# [Provided data]
⟨

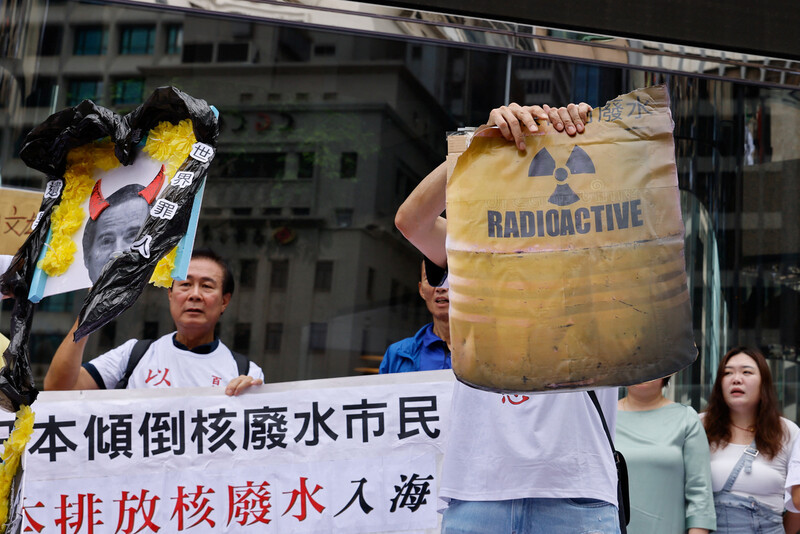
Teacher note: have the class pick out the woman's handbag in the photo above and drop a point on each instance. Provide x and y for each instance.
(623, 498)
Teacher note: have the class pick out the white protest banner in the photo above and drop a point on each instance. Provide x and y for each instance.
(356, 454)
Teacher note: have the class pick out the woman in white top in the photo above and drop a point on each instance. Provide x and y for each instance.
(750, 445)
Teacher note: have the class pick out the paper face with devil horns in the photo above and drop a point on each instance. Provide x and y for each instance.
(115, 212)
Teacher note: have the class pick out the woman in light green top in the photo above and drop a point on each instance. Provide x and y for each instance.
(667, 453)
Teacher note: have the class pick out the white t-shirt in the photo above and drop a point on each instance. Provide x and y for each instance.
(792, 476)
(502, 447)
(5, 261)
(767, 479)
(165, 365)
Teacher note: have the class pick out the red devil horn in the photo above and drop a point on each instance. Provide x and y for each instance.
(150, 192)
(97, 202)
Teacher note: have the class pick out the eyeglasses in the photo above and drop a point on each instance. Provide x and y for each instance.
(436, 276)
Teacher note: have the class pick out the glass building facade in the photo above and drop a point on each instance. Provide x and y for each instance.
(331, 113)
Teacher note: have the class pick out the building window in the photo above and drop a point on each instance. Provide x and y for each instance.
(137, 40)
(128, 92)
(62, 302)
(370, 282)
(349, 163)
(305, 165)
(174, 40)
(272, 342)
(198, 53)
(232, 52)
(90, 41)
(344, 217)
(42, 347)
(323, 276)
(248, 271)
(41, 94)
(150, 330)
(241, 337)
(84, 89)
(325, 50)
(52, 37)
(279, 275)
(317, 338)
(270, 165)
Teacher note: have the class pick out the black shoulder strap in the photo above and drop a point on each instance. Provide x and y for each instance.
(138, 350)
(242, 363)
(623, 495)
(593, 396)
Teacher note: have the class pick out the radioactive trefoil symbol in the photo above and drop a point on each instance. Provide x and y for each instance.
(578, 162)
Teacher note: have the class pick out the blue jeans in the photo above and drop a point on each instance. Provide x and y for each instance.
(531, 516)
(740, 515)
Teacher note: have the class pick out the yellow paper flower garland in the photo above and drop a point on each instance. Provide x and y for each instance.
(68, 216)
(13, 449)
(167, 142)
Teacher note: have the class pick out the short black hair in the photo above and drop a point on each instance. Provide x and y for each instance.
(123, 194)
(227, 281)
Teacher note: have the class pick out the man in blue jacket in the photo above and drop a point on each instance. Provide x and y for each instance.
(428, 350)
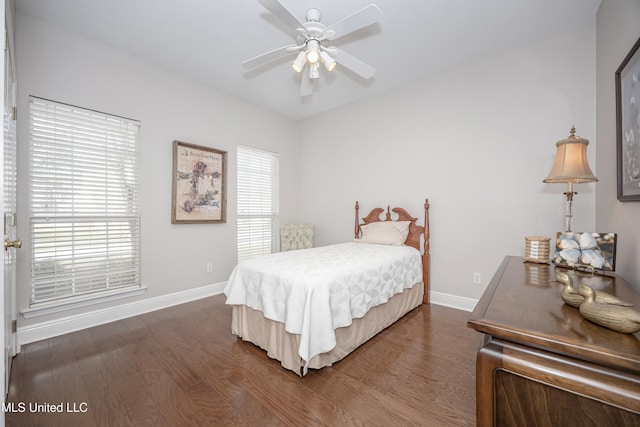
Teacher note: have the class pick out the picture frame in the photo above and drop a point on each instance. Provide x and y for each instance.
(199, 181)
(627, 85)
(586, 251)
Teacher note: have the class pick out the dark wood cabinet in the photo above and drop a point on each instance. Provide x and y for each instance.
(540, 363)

⟩

# [Work to be completed]
Return the entries verbatim, from the line containing "Teacher note: have the class pick out the yellow" through the end of the entries, and leave out the pictures.

# [Exercise solution]
Teacher note: have the class pick out the yellow paper flower garland in the photo above and drop a point on each instance. Provide x and y for each instance.
(68, 216)
(13, 449)
(167, 142)
Teacher note: have the class pick out the short black hair in the photo above and drop a point on each instance. Provide x and y for each instance.
(123, 194)
(227, 281)
Teacher note: have the class pick out the man in blue jacket in the photo above and drop a point on each instance. Provide x and y for each instance.
(428, 350)
Teacher note: have the class pick out the picture frame in the photo above and drop a point on each instance. Provide x and y for each instance.
(199, 181)
(627, 85)
(586, 251)
Teacher note: have the class pick out the dark wood cabinet in the photo above and drop a point on each instance. Provide x and y for each instance.
(540, 363)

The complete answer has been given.